▸ **Brief**
For this exercise, repeat the listing below from its first line through the line containing "target | tall grass", exactly as written.

____ Record set

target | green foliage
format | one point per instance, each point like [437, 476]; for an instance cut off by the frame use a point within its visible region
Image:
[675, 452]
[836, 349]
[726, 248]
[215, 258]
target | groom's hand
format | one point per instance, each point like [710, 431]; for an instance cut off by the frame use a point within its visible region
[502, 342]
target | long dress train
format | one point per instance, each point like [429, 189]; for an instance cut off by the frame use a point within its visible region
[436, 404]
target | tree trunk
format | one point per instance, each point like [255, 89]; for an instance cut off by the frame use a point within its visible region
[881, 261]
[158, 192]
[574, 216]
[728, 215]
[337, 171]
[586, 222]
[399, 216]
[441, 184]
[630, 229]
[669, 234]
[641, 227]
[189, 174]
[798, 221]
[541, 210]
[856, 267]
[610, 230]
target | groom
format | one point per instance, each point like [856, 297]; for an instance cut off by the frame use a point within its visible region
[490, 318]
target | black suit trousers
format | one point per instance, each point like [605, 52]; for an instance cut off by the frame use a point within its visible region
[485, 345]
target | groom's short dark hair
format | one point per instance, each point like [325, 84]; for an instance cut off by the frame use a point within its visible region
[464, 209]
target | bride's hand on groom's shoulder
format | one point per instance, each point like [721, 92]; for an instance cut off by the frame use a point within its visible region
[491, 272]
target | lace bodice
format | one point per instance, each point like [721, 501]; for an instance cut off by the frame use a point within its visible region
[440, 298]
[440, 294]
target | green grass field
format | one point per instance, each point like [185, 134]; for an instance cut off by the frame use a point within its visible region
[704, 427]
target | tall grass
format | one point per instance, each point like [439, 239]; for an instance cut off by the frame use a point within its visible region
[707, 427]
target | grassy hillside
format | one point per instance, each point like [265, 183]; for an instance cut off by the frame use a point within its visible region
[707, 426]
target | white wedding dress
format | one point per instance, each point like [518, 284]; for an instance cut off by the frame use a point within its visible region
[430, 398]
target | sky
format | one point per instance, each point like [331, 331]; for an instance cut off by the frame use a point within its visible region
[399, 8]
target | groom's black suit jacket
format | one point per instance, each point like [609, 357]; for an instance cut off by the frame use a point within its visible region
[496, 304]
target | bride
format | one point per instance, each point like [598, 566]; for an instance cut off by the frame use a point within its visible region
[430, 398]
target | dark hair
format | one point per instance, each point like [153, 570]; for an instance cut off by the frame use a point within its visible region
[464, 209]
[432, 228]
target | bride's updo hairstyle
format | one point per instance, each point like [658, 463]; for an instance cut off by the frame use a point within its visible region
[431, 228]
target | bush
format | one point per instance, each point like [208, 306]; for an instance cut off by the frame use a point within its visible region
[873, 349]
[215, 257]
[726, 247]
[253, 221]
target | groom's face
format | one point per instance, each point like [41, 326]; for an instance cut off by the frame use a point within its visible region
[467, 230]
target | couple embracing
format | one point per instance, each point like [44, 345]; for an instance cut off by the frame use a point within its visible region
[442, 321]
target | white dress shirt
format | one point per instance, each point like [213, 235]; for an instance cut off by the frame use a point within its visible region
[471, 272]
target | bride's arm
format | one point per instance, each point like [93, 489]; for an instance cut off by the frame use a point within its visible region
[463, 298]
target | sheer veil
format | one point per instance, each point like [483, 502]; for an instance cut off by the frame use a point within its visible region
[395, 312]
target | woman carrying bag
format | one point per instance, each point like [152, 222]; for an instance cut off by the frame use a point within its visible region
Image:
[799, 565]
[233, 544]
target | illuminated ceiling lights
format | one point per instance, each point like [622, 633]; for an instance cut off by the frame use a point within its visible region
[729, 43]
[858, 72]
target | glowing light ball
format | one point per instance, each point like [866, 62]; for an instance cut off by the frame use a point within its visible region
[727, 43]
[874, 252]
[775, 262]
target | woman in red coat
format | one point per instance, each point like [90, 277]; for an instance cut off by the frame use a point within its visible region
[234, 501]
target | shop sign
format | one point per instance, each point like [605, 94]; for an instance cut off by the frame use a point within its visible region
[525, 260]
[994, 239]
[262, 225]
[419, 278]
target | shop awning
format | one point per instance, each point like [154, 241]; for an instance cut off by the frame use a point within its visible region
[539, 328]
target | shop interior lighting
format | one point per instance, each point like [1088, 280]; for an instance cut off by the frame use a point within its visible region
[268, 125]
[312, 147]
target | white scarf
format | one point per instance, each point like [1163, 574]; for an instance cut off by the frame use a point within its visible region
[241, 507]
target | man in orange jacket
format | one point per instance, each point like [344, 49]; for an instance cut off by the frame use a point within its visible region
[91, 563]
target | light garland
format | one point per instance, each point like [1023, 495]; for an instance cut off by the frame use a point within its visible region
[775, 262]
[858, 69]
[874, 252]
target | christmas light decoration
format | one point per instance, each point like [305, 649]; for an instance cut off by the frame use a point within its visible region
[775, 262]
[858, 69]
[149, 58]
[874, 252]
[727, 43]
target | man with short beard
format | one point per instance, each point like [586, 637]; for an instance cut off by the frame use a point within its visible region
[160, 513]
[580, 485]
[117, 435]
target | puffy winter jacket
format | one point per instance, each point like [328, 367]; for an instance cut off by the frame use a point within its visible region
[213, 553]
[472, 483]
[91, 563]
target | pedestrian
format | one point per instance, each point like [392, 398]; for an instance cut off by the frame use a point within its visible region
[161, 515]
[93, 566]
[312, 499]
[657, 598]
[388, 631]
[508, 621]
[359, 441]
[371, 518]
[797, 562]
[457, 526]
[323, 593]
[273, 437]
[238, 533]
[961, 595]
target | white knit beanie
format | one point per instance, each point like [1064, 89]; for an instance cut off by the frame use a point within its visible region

________

▸ **Reply to the exercise**
target | green foliage
format | one point per instance, each point like [437, 476]; for an instance cut off by the frame use a point within its visible region
Image:
[675, 452]
[836, 349]
[726, 248]
[215, 258]
target | groom's hand
format | one point per instance, each point like [710, 431]; for an instance cut off by the frame use a point within its visible region
[502, 342]
target | long dress train
format | one point per instance, each point like [429, 189]; for an instance cut off by the frame use a point within its visible region
[436, 404]
target | tree trunk
format | one point per instance, each point like [255, 89]; for an instance cut off by the frame use a point within its visible region
[881, 261]
[158, 192]
[574, 216]
[728, 215]
[337, 171]
[586, 222]
[399, 216]
[441, 184]
[630, 229]
[669, 234]
[641, 227]
[189, 174]
[798, 221]
[541, 210]
[856, 267]
[610, 230]
target | groom
format | one point per instance, each point like [856, 297]; for an instance cut off by the frame use a point within its visible region
[490, 318]
target | black suit trousers
format | one point per instance, each point like [605, 52]; for an instance cut off by the frame use a point within its visible region
[485, 345]
target | groom's short dark hair
format | one point per instance, each point like [325, 84]; for an instance cut off by the frame use a point within its visible region
[464, 209]
target | bride's hand on groom's shoulder
format | one point per instance, each point like [721, 92]; for an instance cut off by the frame use a point within its visible region
[491, 272]
target | lace bodice
format | one point per instance, each point like [721, 501]; for an instance cut off by the frame use a point within its visible region
[440, 298]
[440, 294]
target | green grass field
format | one point per instance, each point like [185, 134]; for an instance cut off by the frame use a point within its visible region
[704, 427]
target | tall grass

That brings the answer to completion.